The UNHCR remains silent as Turkey sends LGBTs back to Islamist-controlled areas.




Riot police crack down on an LGBT rally in Istanbul in 2016 // The New Yorker

According to the United Nations High Commissioner on Refugees’ website donations account for about 98 percent of revenue. The organization claims to spend only two-to-three percent of funds for administrative expenses and employee salaries. Virtually all donations go to cover programs to help the refugees, the organization says.

But the reality on the ground for LGBT refugees in Turkey appears to show otherwise. At a time when LGBT refugees are increasingly being restricted, non-governmental organizations, or NGOs, claiming to defend gay rights remain silent about deportations of LGBTs carried out by the Turkish authorities–often to areas where a death sentence awaits them.

Refugee filings with UNHCR only reach the international nonprofit after an application has been submitted to the Turkish Immigration Department, which looks at the file and decides whether an individual deserves protection or not. This may aid in compounding the suffering of LGBT refugees who sometimes face privacy violations at the hands of government officials and employers, or worse.

Mohamad, 25, a gay Iraqi refugee in Istanbul, asked Turkey’s immigration department to enter the protection room after being threatened by relatives belonging to the terrorist organization ISIS because of his sexual orientation, he told Outspoken Middle East. The protection room is a special location in the immigration office where a lawyer and government officer are present to conduct interviews with individuals who are perceived to be in danger. These interviews then are filed with the UNHCR, only if they are deemed suitable by Turkish officials for special consideration.

“I went into the immigration officer, and explained my situation to let me enter to the protection table. His only question was about my role in bed and if I was top or bottom. With mocking glances and whispering to the staff aside, he never asked me about the threats from my family members. I answered that I am bottom, so his reply was that I don’t even look like a gay. ‘Go and we’ll call you later,’ he said. They violated my privacy and I’m sure they’ll never call me.”

Others may be subject to sexual exploitation at the hands of Turkish authorities. Latin, 28, a gay Syrian refugee living in Bursa City, told OSME about one such traumatic experience involving a staff member working with an NGO related to the UNHCR. Latin asked the name of the NGO be withheld, fearing the exposure may negatively affect his pending case file.

“After an interview with one of the NGOs that help refugees, I checked a message on Hornet from a guy. After he gave me the approval to his private photos I noticed that he was one of the employees in that organization. We chatted and went on a date later. He told me that he can speed the opening of a resettlement file in Western county,” Latin said.

“We had sex. He was into BDSM, even though I told him I couldn’t handle this pain. He still forced me into it. He disappeared after that night. If I called the hotline they wouldn’t believe me. He left no trace behind and I haven’t heard from him since.”

In an agreement with the European Union, the Turkish government is being provided with funds to provide assistance to refugees. Last June, the E.U. announced financial support to Turkey worth $4.18 billion to continue hosting Syrian refugees until 2024.

PROVIDED INFORMATION »
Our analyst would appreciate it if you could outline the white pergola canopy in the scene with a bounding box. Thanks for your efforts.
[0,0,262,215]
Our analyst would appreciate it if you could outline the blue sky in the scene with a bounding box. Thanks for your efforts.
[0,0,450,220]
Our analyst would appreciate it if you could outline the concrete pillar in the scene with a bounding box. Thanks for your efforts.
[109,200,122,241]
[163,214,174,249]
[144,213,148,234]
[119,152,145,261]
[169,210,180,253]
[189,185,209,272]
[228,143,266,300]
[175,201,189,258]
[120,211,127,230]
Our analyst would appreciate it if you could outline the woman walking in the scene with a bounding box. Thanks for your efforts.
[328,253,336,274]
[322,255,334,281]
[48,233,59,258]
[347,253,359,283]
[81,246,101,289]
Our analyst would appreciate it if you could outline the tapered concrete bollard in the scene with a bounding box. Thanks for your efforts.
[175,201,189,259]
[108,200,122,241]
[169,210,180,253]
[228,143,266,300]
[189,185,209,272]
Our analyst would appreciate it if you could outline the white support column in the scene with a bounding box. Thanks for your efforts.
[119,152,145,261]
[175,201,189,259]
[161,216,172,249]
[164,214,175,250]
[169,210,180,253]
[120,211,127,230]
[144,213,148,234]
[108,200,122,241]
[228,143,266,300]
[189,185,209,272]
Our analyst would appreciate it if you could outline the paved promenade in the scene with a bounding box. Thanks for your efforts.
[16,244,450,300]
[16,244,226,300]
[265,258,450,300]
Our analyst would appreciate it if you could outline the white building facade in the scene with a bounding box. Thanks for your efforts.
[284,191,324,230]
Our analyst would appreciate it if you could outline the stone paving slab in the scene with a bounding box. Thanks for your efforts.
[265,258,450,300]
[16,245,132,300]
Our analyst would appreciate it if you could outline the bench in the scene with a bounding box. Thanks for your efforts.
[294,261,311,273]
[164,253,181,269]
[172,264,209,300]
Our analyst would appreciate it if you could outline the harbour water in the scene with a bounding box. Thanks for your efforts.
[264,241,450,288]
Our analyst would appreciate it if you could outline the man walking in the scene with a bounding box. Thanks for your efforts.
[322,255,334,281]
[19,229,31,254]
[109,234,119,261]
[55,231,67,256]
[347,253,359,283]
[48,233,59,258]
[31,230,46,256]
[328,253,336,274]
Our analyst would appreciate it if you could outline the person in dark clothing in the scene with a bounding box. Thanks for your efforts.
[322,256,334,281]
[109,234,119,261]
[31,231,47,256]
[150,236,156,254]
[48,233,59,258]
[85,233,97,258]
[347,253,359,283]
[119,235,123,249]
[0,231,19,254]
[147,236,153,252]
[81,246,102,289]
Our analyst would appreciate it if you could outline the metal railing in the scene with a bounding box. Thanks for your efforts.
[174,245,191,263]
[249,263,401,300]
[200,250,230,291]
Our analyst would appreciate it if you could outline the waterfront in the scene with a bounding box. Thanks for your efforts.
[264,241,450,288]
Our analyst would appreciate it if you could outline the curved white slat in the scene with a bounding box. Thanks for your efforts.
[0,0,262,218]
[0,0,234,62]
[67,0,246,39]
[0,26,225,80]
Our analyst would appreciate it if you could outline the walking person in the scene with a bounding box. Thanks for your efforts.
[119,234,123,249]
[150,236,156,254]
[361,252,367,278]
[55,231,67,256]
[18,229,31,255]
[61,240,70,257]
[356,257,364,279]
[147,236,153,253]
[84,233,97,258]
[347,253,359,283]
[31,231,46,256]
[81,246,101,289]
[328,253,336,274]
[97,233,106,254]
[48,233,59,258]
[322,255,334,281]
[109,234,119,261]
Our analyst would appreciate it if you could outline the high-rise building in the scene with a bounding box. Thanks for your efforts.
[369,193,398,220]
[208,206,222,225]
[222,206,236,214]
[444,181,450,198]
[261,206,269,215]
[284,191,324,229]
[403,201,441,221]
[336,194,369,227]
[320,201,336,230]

WORK TO COMPLETE » Continue the article about LGBT refugees in Turkey, beginning right after its last sentence on the E.U. funding.

RESULT OF THE EXERCISE »
Still, LGBT refugees encounter mockery, disdain, and hurdles at the hands of Turkish officials, many reported to OSME. Lana, 21, a Syrian transgender woman living in Şanlıurfa City, told OSME about one experience with the UNHCR hotline.

“My brother threatened to kill me. He followed me wherever I went. After he sent threatening messages, I called the UNHCR’s advisory line asking for help since I had a resettlement file with them. The employee answered me that I should try to act as my brother wishes. Also, he didn’t respect that I told him twice to call me with the pronouns ‘she’ not ‘he,'” Lana said.

“Once we asked the NGOs for help, they reply with the usual answer. ‘Try to change your home.’ Those staff who takes thousands dollars think that the refugees have this luxury to move out whenever they want.”

Deportation campaigns carried out by the Turkish government have increased in the past month. Nearly 150 Syrian refugees have been deported to unsafe areas in Syria and forced to sign so-called “voluntary return” forms. Turkish police claim that those refugees were moving between cities within Turkey while not having proper travel permissions from the states where they were registered. The UNHCR has not issued any statements regarding these deportations. LGBT refugees fear they may be sent back to volatile areas in the region controlled by Islamist groups while the UNHCR turns a blind eye.

The situation of transgender women in Turkey worsened after the Turkish government withdrew from the Istanbul Convention on 3 March 2021. According to PinkNews, on 23 July 2021, Sofia, 23, a trans refugee in Turkey was arrested over the Eid celebration weekend by police in Istanbul who were conducting an “illegal crackdown” on refugees. Following pressure from activists, the Turkish government released Sofia on 8 August. Activists feared Sofia would face the same fate as another transgender woman deported in 2019. That year, Ward, a transgender refugee, was deported to the Syrian city of Idlib. Less than 100 meters after crossing the border back into Syria, Ward was taken by HTS security officers, an al Qaeda branch in Syria. UNHCR has never commented on the deportation and Ward’s whereabouts remain unknown.